◆ **Problem to solve**: Please copy the rows below again, swapping every "Locate" for "Find" and leaving everything else unchanged.

"""

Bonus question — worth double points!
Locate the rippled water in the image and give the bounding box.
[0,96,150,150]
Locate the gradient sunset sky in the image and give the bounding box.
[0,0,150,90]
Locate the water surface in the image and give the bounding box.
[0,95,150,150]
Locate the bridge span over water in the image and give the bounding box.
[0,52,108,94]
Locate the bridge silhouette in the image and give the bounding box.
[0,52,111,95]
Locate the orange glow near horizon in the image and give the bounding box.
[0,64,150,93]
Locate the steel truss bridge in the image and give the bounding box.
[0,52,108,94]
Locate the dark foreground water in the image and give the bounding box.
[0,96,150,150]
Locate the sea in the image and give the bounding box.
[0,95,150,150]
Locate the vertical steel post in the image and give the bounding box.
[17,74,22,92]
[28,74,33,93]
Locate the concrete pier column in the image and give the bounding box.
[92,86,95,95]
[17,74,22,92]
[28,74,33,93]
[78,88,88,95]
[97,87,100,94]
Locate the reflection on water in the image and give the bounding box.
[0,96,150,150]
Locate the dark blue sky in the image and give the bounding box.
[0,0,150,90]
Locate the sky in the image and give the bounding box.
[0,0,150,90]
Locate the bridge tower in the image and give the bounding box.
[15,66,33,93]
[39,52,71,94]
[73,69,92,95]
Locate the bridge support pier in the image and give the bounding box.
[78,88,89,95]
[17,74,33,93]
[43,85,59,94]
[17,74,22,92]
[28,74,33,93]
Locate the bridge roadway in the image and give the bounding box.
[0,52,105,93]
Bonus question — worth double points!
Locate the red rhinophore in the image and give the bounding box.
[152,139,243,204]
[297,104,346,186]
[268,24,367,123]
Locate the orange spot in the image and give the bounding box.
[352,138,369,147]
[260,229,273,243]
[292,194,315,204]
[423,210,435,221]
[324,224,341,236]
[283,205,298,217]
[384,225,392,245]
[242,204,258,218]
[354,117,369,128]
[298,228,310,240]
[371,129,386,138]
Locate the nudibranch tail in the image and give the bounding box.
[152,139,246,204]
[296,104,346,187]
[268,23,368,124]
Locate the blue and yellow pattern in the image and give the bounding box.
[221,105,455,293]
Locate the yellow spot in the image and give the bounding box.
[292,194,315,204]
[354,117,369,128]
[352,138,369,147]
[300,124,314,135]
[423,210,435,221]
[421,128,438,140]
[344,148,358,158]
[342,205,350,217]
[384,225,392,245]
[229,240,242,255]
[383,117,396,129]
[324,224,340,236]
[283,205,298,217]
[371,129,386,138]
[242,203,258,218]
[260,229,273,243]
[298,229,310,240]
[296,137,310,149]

"""

◆ **Task answer**:
Bonus question — worth double points!
Find the rippled water in the image and give the bounding box.
[0,96,150,150]
Find the gradient sunset sky in the image and give the bounding box.
[0,0,150,90]
Find the water surface in the image and give the bounding box.
[0,95,150,150]
Find the bridge span over water in the image and give the bounding box.
[0,52,108,94]
Find the bridge silhouette in the image and give the bounding box.
[0,52,111,95]
Find the orange glow near horizon in the image and give the bounding box.
[0,64,150,93]
Find the steel truss bridge in the image and give the bounding box.
[0,52,108,94]
Find the dark foreground water in the image and give the bounding box.
[0,96,150,150]
Find the sea in the image and give the bounding box.
[0,95,150,150]
Find the vertical steel post in the image and give the bounding box.
[17,74,22,92]
[28,74,33,93]
Find the concrete pier column in the image and give the bounding box.
[92,86,95,95]
[17,74,22,92]
[28,74,33,93]
[78,88,88,95]
[97,87,100,94]
Find the reflection on water in the image and give the bounding box.
[0,96,150,150]
Find the dark blue sky in the image and give the bounding box.
[0,0,150,90]
Find the sky in the image and give the bounding box.
[0,0,150,90]
Find the bridge tower in the image and give the bounding box.
[15,66,33,93]
[39,52,71,94]
[73,69,92,95]
Find the bridge support pier in the image and give the bounding box.
[78,88,89,95]
[17,74,33,93]
[43,85,59,94]
[17,74,22,92]
[28,74,33,93]
Find the bridge roadway in the image and give the bounding box.
[0,52,105,93]
Bonus question — worth double points!
Find the red rhinophore in the image and give the bounding box.
[152,139,243,204]
[297,104,346,186]
[268,24,367,123]
Find the orange spot in the image and give the bounding box.
[352,138,369,147]
[260,229,273,243]
[292,194,315,204]
[423,210,435,221]
[324,224,341,236]
[283,205,298,217]
[384,225,392,245]
[242,204,258,218]
[354,117,369,128]
[298,228,310,240]
[371,129,386,138]
Find the nudibranch tail in the image and give the bounding box.
[152,139,246,204]
[296,104,346,187]
[268,23,368,124]
Find the blue and yellow pattern in the image and give the bounding box.
[221,105,455,293]
Find the yellow spot in the image and give the bounding box.
[292,194,315,204]
[354,117,369,128]
[352,138,369,147]
[300,124,314,135]
[423,210,435,221]
[421,128,438,140]
[344,148,358,158]
[342,205,350,217]
[384,225,392,245]
[229,240,242,255]
[383,117,396,129]
[324,224,340,236]
[283,205,298,217]
[371,129,386,138]
[242,203,258,218]
[260,229,273,243]
[298,229,310,240]
[296,137,310,149]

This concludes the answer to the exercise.